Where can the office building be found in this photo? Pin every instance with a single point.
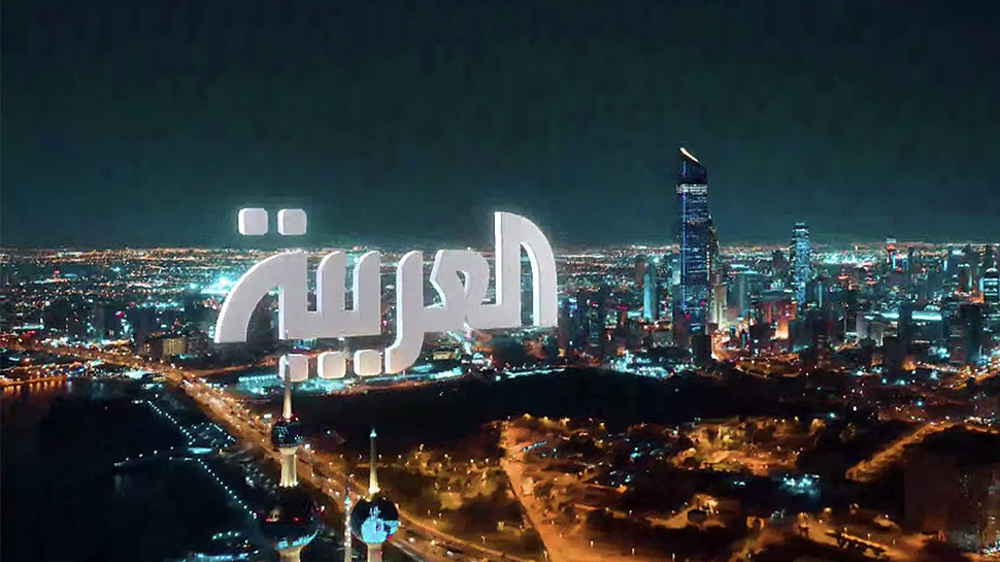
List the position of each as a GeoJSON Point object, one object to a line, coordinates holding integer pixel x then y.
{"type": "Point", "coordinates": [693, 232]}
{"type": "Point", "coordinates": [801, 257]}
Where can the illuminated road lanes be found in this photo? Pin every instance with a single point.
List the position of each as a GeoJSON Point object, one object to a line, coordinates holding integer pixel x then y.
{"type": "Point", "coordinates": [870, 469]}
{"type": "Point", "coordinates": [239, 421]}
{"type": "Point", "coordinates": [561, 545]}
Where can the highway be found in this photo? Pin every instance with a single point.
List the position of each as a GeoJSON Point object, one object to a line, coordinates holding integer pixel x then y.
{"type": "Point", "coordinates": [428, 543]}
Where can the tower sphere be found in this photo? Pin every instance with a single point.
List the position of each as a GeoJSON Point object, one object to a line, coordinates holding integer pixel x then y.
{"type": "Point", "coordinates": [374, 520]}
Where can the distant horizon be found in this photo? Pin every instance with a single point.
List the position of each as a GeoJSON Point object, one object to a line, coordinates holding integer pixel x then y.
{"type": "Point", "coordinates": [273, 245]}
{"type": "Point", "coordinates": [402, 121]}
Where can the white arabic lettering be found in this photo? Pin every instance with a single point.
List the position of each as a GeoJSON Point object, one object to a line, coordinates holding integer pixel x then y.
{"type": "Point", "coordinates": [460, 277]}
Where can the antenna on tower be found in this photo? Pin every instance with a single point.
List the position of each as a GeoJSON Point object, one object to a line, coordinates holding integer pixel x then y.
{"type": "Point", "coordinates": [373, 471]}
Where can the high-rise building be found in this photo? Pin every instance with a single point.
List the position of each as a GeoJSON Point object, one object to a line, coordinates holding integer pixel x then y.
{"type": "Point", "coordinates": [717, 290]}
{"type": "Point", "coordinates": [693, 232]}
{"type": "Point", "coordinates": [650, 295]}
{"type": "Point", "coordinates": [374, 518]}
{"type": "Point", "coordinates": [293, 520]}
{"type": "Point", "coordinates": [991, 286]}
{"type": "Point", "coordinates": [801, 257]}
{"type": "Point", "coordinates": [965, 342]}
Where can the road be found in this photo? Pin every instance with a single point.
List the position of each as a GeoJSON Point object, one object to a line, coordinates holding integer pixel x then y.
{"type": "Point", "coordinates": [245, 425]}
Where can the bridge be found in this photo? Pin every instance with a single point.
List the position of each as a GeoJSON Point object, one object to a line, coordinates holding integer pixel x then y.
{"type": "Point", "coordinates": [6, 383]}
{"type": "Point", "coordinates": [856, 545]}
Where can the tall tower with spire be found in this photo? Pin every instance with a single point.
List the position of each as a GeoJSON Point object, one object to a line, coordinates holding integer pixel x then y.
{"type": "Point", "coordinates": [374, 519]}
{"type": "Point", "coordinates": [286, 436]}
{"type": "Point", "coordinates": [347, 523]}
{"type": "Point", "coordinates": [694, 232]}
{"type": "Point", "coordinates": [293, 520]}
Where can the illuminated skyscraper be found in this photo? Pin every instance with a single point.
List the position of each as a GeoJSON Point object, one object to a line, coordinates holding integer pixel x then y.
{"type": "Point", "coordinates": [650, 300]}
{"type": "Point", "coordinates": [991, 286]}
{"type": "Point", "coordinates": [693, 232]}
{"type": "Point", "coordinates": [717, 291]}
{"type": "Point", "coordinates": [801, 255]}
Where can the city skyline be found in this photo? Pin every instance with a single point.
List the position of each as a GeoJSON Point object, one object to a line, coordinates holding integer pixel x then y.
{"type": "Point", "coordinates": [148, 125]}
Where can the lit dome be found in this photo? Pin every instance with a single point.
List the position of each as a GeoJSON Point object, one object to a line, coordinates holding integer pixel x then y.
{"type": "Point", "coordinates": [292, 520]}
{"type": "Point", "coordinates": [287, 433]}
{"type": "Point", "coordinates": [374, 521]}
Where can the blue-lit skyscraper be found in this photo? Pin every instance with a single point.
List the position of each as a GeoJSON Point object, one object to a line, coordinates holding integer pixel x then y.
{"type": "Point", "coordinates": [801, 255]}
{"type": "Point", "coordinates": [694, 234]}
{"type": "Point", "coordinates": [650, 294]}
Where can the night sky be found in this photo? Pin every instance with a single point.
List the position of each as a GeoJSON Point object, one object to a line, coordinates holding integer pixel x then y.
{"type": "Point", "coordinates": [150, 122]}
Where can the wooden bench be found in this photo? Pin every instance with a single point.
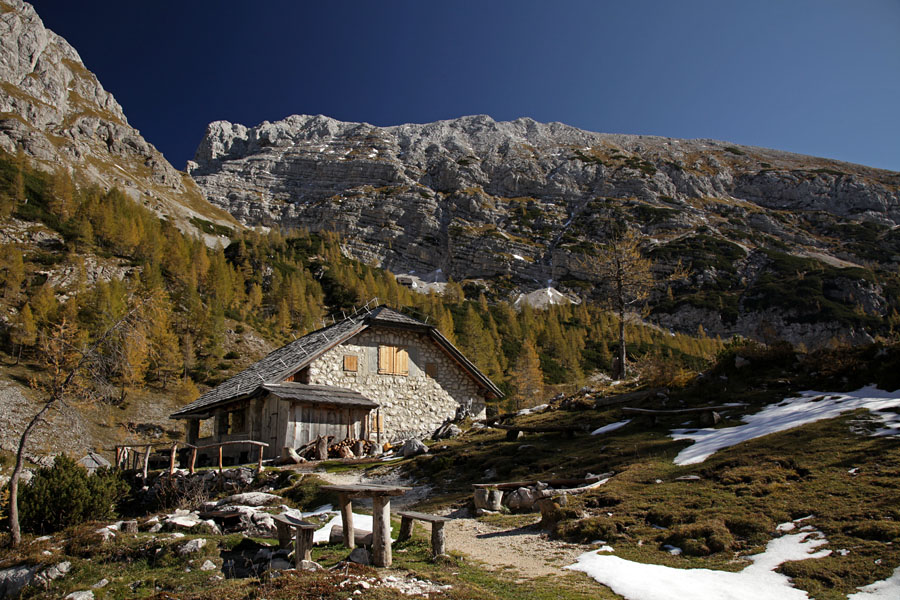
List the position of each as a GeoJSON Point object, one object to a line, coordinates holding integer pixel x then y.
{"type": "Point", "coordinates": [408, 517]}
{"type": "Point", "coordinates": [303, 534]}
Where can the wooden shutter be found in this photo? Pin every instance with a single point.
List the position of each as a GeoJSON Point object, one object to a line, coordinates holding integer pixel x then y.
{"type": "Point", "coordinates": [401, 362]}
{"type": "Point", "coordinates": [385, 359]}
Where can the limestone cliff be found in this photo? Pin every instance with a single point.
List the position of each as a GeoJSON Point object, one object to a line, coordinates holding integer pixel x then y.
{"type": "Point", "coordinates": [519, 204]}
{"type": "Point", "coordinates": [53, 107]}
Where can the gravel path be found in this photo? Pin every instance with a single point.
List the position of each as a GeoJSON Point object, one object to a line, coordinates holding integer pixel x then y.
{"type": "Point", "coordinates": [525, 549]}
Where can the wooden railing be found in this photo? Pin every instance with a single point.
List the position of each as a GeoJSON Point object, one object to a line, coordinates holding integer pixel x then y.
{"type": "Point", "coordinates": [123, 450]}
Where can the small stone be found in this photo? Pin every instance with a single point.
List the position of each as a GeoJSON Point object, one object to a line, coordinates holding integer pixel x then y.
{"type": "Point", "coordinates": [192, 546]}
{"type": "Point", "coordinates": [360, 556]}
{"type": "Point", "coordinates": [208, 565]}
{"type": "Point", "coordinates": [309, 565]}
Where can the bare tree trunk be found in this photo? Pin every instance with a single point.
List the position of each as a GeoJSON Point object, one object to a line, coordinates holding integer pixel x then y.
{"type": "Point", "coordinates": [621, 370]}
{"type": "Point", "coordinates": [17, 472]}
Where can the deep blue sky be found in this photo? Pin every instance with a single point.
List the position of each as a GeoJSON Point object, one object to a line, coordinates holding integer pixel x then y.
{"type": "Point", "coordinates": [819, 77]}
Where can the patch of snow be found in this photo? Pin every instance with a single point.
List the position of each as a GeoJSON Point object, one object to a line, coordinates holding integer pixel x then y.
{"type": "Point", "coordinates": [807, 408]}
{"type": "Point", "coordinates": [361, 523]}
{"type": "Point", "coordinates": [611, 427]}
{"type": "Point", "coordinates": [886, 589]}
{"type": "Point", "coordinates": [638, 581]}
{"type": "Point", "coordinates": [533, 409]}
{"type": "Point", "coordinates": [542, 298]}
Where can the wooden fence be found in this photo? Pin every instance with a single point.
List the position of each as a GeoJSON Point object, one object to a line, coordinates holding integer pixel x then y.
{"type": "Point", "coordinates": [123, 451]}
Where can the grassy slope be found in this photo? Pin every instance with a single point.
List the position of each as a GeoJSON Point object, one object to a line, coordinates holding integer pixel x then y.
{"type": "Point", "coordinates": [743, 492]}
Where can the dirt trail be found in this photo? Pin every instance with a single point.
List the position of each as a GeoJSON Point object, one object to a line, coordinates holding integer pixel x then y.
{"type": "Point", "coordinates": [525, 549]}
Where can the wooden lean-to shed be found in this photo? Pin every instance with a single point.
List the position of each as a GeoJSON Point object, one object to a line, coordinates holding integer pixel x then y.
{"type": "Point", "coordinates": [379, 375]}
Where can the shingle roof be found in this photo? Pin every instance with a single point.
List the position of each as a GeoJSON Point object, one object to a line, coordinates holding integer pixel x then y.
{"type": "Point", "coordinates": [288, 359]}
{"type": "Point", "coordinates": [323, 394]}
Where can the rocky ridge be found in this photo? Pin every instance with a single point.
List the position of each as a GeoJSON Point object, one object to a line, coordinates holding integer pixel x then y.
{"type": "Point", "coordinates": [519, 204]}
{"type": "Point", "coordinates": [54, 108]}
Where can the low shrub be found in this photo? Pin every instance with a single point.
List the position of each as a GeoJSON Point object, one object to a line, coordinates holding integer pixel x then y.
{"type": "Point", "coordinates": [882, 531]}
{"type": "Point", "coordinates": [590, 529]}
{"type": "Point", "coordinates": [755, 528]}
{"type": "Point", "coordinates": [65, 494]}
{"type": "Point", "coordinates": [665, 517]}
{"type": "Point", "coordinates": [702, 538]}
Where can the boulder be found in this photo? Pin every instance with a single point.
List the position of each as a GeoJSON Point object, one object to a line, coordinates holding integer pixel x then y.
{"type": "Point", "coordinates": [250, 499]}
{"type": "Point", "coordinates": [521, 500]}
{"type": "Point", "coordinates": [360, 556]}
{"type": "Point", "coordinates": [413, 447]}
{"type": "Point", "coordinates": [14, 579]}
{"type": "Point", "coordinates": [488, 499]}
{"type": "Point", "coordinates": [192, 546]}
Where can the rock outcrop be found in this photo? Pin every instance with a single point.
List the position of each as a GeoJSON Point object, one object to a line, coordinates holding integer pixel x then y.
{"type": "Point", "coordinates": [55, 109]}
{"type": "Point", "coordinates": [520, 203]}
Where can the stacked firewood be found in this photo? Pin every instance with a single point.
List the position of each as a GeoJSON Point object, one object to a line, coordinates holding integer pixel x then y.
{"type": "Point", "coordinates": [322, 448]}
* * *
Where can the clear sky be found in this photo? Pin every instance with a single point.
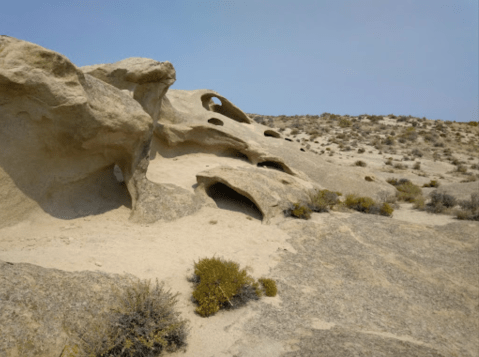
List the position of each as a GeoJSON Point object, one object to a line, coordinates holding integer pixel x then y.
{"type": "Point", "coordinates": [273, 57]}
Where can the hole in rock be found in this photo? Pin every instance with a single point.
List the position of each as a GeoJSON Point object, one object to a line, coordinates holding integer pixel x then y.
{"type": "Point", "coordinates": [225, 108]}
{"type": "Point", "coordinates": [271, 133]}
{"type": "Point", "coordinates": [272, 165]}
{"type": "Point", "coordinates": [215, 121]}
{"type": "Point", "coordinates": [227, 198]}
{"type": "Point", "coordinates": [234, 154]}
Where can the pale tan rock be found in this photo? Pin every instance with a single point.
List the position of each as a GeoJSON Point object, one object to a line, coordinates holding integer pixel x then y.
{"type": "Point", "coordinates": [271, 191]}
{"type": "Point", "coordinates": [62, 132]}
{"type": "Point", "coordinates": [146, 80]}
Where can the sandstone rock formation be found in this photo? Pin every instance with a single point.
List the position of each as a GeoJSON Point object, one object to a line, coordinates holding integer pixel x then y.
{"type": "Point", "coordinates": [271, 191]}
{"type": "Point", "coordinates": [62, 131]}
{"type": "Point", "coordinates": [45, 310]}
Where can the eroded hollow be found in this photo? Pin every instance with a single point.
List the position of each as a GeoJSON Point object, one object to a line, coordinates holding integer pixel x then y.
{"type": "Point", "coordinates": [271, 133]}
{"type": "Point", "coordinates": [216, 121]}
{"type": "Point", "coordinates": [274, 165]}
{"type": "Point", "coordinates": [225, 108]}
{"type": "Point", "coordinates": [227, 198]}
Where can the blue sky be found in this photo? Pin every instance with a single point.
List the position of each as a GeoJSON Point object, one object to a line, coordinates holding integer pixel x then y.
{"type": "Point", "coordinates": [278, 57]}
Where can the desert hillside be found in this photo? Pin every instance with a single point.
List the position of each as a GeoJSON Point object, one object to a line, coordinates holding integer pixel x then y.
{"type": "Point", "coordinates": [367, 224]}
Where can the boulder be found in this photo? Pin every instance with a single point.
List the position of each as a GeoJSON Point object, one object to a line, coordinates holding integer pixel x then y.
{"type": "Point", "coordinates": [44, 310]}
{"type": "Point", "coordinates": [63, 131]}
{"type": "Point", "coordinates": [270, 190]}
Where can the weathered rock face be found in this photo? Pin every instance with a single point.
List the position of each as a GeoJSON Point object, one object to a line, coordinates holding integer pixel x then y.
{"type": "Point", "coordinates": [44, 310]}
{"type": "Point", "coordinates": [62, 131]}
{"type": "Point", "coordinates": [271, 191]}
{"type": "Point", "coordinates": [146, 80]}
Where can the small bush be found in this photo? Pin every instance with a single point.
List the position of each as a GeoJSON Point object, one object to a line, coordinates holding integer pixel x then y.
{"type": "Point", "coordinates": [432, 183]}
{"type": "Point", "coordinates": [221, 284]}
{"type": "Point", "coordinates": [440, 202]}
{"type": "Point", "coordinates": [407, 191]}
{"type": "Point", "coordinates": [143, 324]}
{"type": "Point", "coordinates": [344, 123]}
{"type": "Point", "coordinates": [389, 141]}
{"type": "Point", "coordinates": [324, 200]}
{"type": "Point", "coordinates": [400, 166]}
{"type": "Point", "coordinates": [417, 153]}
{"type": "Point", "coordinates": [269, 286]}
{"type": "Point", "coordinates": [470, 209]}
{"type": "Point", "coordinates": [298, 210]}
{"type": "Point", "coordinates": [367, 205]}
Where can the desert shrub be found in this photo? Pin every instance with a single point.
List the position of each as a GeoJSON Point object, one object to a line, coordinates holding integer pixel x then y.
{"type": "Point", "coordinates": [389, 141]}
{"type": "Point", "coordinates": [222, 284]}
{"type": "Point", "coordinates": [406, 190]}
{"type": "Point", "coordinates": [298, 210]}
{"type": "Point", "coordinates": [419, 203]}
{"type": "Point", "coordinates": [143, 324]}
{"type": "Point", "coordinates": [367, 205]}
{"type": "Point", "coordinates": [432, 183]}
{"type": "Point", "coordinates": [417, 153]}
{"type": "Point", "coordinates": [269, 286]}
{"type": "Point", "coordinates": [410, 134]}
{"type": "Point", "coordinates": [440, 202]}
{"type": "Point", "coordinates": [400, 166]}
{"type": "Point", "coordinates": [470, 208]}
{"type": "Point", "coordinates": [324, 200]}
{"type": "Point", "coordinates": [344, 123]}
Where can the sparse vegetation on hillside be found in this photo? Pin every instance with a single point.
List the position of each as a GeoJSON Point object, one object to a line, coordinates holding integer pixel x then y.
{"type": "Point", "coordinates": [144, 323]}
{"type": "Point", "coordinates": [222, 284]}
--
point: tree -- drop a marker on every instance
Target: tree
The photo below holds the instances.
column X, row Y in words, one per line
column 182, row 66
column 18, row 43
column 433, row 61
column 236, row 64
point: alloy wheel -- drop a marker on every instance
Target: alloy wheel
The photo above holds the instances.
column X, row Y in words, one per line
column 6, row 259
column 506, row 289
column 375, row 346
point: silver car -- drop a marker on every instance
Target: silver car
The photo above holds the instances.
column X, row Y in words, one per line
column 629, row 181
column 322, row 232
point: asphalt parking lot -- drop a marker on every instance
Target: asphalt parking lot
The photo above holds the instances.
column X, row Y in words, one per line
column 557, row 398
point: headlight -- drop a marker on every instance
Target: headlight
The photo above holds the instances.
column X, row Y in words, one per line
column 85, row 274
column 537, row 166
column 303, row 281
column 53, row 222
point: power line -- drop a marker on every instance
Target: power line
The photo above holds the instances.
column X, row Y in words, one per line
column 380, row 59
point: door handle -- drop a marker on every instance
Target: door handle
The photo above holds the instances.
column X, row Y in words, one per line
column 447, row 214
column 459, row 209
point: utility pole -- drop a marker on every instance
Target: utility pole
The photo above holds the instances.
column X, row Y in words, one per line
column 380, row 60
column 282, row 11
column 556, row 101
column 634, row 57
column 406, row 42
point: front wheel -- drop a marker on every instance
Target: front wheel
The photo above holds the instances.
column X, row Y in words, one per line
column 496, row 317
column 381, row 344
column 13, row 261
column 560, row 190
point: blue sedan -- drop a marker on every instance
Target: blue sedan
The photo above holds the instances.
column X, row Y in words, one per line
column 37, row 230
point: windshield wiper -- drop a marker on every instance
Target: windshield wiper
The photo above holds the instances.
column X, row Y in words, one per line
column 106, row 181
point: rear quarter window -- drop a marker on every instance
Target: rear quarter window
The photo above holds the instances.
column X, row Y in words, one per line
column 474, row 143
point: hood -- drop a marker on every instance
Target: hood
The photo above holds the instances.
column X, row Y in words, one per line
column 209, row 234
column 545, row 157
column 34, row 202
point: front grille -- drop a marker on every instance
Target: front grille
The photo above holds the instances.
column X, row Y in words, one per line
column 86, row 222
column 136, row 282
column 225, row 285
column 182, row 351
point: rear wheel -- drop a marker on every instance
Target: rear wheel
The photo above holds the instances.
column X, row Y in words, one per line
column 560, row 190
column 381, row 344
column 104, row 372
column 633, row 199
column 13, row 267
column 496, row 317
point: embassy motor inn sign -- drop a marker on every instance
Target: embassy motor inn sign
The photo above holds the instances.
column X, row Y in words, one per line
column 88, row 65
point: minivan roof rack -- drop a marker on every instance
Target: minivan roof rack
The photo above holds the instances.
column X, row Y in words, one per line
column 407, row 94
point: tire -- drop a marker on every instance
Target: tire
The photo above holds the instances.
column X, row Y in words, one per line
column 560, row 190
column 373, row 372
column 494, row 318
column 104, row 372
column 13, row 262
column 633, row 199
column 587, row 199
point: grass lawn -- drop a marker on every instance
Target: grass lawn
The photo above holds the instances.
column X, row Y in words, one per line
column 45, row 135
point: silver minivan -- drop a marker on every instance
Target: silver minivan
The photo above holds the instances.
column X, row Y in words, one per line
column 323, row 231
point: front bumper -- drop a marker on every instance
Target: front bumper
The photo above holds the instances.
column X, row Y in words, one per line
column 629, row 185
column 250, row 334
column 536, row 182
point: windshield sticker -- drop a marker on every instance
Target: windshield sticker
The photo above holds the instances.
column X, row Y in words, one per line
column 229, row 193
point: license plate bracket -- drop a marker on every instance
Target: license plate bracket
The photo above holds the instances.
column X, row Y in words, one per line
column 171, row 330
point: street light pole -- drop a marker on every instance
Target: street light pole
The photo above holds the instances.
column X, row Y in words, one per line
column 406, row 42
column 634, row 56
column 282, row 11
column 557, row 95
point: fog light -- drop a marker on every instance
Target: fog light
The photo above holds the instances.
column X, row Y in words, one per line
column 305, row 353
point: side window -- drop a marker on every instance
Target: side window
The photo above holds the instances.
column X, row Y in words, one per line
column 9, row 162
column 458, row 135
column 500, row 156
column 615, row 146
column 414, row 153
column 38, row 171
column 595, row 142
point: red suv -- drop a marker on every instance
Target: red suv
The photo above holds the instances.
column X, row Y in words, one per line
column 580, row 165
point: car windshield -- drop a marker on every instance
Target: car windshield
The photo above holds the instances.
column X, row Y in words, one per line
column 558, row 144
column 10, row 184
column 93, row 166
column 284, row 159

Your goal> Copy out every line from the items above that contains the word "hood".

Response>
point: hood -- drop a marker on every instance
Target: hood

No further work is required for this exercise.